● TASK BRIEF: Return the listing exactly. Keep no pictures.

───── RAW DATA

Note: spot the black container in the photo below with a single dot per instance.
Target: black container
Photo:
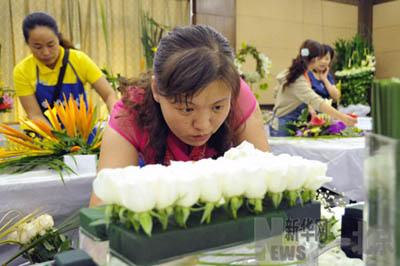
(352, 231)
(222, 232)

──────────

● SOLUTION:
Note: spot the black container in the photo below with a single dot per instance.
Target: black container
Photo:
(352, 231)
(222, 232)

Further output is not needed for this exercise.